» **Work required**
Repeat the entries exactly as they are written.

» **Stored records**
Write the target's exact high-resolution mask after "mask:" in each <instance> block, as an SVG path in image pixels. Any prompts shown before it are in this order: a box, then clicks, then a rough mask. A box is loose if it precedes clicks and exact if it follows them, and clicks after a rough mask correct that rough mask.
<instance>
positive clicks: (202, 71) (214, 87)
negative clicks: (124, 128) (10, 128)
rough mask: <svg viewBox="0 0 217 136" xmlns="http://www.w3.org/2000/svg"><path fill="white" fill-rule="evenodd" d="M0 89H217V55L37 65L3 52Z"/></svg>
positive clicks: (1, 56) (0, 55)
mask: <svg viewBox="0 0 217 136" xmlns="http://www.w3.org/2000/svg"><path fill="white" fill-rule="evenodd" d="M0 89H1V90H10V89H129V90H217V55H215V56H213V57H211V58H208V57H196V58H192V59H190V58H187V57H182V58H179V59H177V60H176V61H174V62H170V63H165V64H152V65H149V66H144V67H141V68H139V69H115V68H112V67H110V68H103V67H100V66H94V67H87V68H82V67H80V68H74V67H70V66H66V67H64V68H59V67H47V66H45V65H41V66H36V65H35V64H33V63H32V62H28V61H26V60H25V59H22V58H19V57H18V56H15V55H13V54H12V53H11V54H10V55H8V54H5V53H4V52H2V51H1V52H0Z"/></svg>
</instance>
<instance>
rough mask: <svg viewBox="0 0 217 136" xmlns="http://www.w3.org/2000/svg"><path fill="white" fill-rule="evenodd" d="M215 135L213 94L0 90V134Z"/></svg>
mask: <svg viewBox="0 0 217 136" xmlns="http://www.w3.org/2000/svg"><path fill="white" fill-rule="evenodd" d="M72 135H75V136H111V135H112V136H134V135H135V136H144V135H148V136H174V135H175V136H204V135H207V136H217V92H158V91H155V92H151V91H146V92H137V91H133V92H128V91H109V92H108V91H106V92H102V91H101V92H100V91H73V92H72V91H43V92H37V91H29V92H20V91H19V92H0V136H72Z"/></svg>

» **Worked solution**
Write the target's exact high-resolution mask after "mask:" in each <instance> block, as an SVG path in image pixels. Any prompts shown before it are in this order: a box, then clicks, then a rough mask. A box is loose if it precedes clicks and exact if it follows them, and clicks after a rough mask correct that rough mask.
<instance>
positive clicks: (202, 71) (214, 87)
negative clicks: (124, 128) (10, 128)
rough mask: <svg viewBox="0 0 217 136" xmlns="http://www.w3.org/2000/svg"><path fill="white" fill-rule="evenodd" d="M0 89H217V55L37 65L3 52Z"/></svg>
positive clicks: (1, 56) (0, 55)
mask: <svg viewBox="0 0 217 136" xmlns="http://www.w3.org/2000/svg"><path fill="white" fill-rule="evenodd" d="M0 89H1V90H10V89H129V90H217V55H215V56H213V57H211V58H208V57H196V58H192V59H190V58H187V57H182V58H179V59H177V60H176V61H174V62H170V63H165V64H152V65H149V66H144V67H141V68H139V69H115V68H112V67H110V68H103V67H100V66H94V67H87V68H82V67H80V68H74V67H70V66H66V67H64V68H59V67H47V66H45V65H41V66H36V65H35V64H33V63H32V62H28V61H26V60H25V59H22V58H19V57H18V56H15V55H13V54H12V53H11V54H10V55H8V54H5V53H4V52H2V51H1V52H0Z"/></svg>
</instance>
<instance>
rough mask: <svg viewBox="0 0 217 136" xmlns="http://www.w3.org/2000/svg"><path fill="white" fill-rule="evenodd" d="M215 135L213 94L0 90V134Z"/></svg>
mask: <svg viewBox="0 0 217 136" xmlns="http://www.w3.org/2000/svg"><path fill="white" fill-rule="evenodd" d="M72 135H75V136H111V135H112V136H134V135H135V136H144V135H148V136H174V135H175V136H204V135H207V136H217V92H158V91H155V92H151V91H146V92H137V91H133V92H128V91H109V92H108V91H106V92H102V91H101V92H100V91H73V92H72V91H43V92H37V91H29V92H20V91H19V92H0V136H72Z"/></svg>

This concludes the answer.